§ **Problem statement**: Gather every line in the items below that contains the word "paved" and copy each of those lines in full.

§ **The data**:
## START

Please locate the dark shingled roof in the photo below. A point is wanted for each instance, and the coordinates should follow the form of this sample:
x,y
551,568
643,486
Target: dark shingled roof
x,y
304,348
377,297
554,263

## END
## START

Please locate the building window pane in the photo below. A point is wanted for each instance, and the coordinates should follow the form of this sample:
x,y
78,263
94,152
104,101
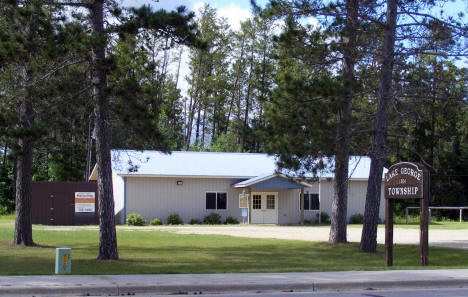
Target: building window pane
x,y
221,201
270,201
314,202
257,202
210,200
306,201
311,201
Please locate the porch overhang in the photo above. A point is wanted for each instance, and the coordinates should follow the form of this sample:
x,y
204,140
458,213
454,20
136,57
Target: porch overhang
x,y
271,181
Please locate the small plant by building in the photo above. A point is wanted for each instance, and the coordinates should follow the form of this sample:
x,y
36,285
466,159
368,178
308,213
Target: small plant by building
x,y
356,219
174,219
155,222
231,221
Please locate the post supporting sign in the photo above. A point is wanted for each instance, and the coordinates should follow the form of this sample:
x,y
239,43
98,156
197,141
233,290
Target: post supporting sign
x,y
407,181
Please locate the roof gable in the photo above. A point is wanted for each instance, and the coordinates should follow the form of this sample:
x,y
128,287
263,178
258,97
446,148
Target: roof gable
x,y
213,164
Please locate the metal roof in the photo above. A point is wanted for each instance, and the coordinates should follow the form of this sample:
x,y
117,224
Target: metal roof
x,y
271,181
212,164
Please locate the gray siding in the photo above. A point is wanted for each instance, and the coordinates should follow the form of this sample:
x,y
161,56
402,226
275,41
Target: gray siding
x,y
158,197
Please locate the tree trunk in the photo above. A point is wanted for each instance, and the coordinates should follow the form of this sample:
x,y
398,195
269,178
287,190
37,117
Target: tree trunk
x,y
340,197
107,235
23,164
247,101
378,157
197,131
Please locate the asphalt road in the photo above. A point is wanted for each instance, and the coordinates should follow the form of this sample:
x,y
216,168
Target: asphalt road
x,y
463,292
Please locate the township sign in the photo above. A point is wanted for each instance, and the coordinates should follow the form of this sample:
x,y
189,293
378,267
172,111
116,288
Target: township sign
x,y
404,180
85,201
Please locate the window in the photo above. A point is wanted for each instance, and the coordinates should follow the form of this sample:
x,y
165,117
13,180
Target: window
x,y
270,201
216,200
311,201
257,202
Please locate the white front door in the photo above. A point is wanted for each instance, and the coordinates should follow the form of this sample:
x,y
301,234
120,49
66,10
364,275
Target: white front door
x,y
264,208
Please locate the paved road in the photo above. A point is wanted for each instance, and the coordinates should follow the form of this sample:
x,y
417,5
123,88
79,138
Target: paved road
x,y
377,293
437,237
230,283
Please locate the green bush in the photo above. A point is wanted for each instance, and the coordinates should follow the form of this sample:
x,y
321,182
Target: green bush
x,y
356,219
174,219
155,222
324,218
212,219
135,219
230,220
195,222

## END

§ **Full answer**:
Please locate the paved road in the photo above. A point is wanted for each instance, and the coordinates should follow the form of this sample:
Target: paved road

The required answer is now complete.